# start of Data extract

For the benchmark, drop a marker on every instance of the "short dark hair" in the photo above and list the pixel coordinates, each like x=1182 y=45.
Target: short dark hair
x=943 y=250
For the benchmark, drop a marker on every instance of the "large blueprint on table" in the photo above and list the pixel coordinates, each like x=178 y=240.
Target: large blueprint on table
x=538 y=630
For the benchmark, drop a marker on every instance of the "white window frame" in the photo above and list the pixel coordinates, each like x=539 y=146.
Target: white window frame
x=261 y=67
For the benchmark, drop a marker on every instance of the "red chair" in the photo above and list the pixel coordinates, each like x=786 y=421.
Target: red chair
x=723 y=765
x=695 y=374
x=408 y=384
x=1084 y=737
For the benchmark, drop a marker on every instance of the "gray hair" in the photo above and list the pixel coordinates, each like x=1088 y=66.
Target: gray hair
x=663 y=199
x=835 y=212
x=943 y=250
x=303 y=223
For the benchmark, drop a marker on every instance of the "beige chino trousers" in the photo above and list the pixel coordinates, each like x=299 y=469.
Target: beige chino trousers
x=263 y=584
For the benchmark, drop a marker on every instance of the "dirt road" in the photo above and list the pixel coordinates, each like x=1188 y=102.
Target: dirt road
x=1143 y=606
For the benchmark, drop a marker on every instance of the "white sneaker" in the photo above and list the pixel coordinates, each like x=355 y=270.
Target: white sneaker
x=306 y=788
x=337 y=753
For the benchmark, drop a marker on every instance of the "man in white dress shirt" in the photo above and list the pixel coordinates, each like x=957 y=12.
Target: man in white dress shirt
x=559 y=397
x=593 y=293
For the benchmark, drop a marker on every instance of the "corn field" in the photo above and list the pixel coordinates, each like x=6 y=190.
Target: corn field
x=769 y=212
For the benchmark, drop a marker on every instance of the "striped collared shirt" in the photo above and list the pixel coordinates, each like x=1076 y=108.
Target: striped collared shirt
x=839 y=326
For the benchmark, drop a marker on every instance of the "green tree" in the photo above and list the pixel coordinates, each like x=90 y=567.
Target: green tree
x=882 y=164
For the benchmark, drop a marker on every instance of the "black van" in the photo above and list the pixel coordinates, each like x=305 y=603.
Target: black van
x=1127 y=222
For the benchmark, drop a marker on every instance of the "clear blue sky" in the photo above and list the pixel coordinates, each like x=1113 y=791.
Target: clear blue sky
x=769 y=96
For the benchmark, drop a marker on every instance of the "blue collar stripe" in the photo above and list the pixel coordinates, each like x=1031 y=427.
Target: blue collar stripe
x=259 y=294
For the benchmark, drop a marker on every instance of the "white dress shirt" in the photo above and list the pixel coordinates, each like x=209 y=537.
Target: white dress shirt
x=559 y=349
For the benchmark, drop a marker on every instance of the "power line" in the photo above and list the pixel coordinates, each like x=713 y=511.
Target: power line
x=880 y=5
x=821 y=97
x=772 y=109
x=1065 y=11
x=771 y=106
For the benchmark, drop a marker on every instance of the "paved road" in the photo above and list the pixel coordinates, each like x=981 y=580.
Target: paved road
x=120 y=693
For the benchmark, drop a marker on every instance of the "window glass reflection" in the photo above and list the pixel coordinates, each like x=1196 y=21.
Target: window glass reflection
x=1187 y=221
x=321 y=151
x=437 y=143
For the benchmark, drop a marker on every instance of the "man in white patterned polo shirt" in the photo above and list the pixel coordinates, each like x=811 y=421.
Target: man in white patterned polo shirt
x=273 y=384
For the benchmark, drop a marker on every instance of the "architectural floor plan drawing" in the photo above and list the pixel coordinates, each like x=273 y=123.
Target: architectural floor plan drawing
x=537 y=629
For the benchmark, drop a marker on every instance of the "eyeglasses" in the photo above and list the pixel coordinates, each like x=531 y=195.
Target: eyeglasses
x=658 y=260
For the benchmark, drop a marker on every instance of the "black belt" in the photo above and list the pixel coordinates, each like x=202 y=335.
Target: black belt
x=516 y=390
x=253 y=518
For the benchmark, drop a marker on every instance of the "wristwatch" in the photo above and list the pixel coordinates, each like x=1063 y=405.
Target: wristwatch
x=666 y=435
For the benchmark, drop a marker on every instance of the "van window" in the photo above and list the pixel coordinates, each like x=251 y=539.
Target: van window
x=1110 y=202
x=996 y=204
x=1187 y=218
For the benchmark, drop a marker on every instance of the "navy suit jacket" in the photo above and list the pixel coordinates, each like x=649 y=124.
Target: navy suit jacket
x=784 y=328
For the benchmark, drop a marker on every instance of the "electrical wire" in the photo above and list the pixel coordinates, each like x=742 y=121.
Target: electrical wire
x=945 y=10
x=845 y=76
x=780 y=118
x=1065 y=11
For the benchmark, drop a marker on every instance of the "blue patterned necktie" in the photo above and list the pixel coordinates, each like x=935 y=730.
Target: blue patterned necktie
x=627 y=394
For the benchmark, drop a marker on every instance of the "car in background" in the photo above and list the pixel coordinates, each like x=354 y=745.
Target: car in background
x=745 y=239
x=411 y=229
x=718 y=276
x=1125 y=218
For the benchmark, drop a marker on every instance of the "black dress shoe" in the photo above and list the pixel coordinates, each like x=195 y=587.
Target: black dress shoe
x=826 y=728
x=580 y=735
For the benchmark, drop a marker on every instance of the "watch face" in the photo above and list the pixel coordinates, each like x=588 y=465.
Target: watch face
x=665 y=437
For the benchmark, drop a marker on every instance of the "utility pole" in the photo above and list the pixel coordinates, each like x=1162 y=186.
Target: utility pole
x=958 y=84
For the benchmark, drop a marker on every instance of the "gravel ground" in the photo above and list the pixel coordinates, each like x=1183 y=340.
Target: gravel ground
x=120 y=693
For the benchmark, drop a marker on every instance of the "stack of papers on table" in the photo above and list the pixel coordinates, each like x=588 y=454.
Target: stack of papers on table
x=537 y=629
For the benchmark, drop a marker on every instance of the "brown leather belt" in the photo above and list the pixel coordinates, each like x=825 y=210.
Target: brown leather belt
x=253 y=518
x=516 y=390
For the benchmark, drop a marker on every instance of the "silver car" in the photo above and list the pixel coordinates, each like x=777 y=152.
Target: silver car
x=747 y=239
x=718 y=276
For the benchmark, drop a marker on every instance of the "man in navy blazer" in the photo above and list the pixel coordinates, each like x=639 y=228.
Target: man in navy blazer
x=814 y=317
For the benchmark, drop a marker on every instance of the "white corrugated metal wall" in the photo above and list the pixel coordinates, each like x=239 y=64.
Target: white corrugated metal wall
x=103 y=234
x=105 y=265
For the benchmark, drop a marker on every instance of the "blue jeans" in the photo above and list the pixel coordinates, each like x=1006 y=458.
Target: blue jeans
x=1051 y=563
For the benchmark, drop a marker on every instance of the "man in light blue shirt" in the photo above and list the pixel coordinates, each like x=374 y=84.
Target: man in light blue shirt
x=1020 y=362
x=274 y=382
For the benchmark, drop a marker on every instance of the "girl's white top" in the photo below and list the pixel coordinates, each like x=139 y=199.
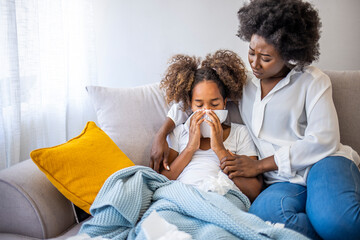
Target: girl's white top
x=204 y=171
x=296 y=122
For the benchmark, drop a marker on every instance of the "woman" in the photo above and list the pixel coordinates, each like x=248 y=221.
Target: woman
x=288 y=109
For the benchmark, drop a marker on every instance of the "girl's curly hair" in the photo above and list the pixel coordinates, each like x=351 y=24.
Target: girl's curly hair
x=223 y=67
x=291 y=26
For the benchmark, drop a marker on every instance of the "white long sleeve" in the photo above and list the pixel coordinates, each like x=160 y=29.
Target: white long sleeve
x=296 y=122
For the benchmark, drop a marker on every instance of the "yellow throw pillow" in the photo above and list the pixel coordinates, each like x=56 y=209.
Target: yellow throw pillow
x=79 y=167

# end of Data extract
# start of Data extract

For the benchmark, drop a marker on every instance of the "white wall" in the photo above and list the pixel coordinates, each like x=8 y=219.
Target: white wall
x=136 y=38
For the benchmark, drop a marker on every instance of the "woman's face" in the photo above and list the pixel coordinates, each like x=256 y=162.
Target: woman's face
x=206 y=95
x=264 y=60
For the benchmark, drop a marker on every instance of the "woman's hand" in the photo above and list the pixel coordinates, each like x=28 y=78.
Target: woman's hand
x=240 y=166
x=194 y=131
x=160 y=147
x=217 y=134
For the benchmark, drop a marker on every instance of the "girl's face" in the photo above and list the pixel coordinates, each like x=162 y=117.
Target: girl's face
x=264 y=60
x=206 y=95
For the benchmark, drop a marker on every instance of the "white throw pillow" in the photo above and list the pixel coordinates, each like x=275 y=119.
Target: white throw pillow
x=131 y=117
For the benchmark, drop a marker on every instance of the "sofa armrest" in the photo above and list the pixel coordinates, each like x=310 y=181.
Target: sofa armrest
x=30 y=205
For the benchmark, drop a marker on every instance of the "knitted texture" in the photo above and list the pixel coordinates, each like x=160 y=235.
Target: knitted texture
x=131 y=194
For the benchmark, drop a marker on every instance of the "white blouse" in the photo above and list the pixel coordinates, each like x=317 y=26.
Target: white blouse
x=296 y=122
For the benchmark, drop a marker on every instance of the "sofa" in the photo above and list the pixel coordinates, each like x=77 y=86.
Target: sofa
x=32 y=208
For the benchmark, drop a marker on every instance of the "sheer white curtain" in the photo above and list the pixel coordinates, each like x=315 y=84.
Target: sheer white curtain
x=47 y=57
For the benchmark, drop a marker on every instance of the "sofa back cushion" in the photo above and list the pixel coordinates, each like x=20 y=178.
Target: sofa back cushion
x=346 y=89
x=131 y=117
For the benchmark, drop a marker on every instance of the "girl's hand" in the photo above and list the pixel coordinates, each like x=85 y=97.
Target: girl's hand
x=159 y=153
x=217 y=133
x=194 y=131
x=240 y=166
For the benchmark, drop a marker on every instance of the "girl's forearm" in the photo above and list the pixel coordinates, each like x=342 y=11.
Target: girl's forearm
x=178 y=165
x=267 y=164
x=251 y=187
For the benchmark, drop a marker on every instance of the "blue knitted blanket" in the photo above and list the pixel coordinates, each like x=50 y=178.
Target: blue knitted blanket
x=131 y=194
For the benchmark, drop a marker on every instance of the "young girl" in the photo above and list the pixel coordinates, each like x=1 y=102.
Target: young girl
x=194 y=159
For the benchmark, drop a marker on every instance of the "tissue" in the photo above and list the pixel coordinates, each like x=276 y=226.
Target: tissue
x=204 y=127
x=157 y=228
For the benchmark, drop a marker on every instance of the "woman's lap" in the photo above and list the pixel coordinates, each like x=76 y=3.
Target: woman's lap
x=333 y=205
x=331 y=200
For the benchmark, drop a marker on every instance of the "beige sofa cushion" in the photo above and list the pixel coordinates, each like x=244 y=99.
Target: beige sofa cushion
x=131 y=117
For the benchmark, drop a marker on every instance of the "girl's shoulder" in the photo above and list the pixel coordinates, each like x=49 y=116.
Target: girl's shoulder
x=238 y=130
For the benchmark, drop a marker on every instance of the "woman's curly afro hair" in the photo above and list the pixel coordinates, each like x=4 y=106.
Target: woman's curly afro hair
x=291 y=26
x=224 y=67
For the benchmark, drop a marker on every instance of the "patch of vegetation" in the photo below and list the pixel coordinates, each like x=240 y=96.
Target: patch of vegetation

# end of Data extract

## Task description
Starting with the line that contains "like x=355 y=270." and going on through the line that contains "x=771 y=106", write out those lines again with "corn field" swapped for "wheat field" and nothing else changed.

## Answer to this exercise
For the benchmark, drop a marker on every instance of the "white sneaker" in the photo above and list the pixel coordinates, each like x=355 y=270.
Target: white sneaker
x=306 y=788
x=337 y=753
For the benchmark, drop a marker on every instance of the "man in white dress shirt" in the photo above and list the pixel coordinates, each like x=957 y=12.
Target: man in white dress shirt
x=559 y=397
x=593 y=293
For the benchmark, drop a marker on every instance of the "wheat field" in the photo above and list the pixel coordinates, each like x=6 y=190.
Target: wheat field
x=769 y=212
For the benchmark, drop a marker on every instance of the "striped collared shirt" in the photo above and list the pixel coordinates, each like x=1076 y=108.
Target: striped collared shirt
x=839 y=326
For the benchmark, drop a marker on every instance of the "green tree" in the photo above and list the pixel coordinates, each like x=90 y=567.
Target: green tree
x=882 y=164
For the benchmark, drop a marker on every instance of the "black van" in the photo above and list the pixel coordinates, each like x=305 y=603.
Target: black van
x=1127 y=222
For the benchmark, drop a marker on every instance of the "clear blue sky" in the photo above and list the pixel coordinates, each like x=1113 y=791.
Target: clear blue sky
x=769 y=96
For the benchmark, drop a marker on every instance of the "blue collar stripe" in the photo above and list the pixel coordinates, each like x=1031 y=427.
Target: blue collar stripe
x=259 y=294
For the benchmark, drop a marker on every instance of the "white dress shirt" in the photo above and list the pixel coordinates, each like x=209 y=537.
Target: white dress shirt
x=559 y=349
For the benchmark, drop a marker on every instance of the "power line" in the photo above and list the pixel coordinates, each like x=713 y=511.
Target: power line
x=880 y=5
x=821 y=97
x=772 y=109
x=1065 y=11
x=771 y=106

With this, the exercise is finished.